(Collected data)
>> Start

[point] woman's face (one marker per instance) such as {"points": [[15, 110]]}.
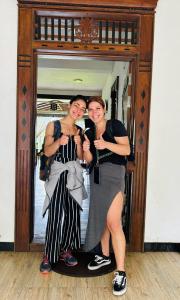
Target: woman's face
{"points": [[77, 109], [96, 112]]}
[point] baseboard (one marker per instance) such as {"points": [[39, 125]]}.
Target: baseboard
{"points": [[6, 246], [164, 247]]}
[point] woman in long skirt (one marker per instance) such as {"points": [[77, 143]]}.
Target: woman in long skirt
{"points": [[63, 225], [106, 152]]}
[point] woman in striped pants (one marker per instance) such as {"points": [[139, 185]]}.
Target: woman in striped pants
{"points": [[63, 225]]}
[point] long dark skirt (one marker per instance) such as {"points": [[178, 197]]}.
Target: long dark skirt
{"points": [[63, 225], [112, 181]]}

>> End
>> Start

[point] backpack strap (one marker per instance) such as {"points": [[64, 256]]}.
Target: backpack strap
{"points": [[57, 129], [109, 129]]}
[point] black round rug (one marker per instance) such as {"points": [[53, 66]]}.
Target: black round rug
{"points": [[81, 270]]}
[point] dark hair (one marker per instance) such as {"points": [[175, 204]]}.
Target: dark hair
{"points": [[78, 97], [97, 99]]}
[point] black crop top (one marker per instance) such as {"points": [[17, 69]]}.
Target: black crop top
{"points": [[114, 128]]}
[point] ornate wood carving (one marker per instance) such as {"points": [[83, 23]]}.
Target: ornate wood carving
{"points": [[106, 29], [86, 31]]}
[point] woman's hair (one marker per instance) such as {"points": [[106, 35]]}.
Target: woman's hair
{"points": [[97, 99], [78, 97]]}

>> End
>> Start

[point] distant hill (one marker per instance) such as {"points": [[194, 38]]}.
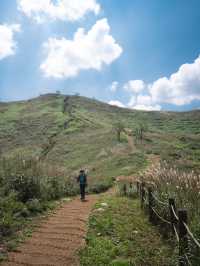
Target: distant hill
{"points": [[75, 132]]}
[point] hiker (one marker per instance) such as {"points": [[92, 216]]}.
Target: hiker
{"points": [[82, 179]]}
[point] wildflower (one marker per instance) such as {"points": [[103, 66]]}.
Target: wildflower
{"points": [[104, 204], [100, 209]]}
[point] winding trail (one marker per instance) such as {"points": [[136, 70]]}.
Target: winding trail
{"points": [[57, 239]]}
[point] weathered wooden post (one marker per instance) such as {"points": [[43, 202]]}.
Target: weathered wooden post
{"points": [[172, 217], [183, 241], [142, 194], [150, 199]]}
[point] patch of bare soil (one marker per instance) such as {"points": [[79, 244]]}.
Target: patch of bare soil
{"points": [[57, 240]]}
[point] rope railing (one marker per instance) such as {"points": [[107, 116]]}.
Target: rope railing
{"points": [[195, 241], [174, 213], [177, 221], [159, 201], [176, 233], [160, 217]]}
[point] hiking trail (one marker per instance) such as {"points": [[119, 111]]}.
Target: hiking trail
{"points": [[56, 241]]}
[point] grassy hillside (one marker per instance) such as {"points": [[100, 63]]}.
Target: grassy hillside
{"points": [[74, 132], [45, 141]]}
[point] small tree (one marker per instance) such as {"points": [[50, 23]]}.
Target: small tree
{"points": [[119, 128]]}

>> End

> [Task prompt]: List every line of the material above that contains the string "trail".

> [Written answer]:
[point] winding trail (one marker per instance) such as {"points": [[136, 70]]}.
Target: winding trail
[point] hiking trail (one marker per instance) such as {"points": [[119, 111]]}.
Target: hiking trail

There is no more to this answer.